RECORD SET:
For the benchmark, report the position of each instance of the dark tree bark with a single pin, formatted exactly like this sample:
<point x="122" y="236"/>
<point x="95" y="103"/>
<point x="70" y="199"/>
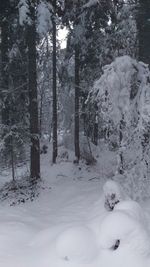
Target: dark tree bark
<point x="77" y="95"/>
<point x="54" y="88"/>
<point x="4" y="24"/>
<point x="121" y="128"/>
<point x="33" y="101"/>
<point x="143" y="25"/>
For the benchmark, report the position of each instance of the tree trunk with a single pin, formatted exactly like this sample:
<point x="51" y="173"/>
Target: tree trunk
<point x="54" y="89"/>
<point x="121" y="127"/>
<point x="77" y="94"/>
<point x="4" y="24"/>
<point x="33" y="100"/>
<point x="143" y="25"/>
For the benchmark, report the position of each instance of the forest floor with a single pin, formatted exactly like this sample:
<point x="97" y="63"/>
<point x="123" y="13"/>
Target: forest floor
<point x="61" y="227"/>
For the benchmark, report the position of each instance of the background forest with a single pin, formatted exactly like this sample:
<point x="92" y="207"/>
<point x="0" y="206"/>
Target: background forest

* * *

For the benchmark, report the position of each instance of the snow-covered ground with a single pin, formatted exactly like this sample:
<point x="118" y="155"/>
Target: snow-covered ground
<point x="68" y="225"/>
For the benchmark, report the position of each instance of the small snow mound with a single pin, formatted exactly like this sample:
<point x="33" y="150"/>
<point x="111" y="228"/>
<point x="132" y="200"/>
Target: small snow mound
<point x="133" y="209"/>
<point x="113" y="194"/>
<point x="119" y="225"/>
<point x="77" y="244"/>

EXERCISE DESCRIPTION:
Copy the listing word for word, from the line containing "of the dark" through the line containing "Target: background forest", including both of those lines. Leave the picture out of your copy.

ANSWER TO THIS EXERCISE:
For the benchmark, report the position of each instance of the dark tree bark with a single pin, formatted exactly like this sample:
<point x="122" y="236"/>
<point x="95" y="103"/>
<point x="70" y="199"/>
Target: dark tree bark
<point x="77" y="95"/>
<point x="54" y="88"/>
<point x="4" y="24"/>
<point x="121" y="128"/>
<point x="33" y="101"/>
<point x="143" y="25"/>
For the benchmark, report the position of each instance of the tree trunk with a single pin, formatted exactly like this sample:
<point x="51" y="173"/>
Target: tree trunk
<point x="54" y="89"/>
<point x="121" y="127"/>
<point x="77" y="94"/>
<point x="4" y="24"/>
<point x="33" y="100"/>
<point x="143" y="25"/>
For the benchmark, report the position of each instance of the forest floor with a single pin, formatted exactly like this sample:
<point x="97" y="63"/>
<point x="123" y="13"/>
Target: forest floor
<point x="61" y="227"/>
For the benchmark, report the position of each instance of the background forest with a single pin, formatted exactly like this sample:
<point x="92" y="207"/>
<point x="0" y="206"/>
Target: background forest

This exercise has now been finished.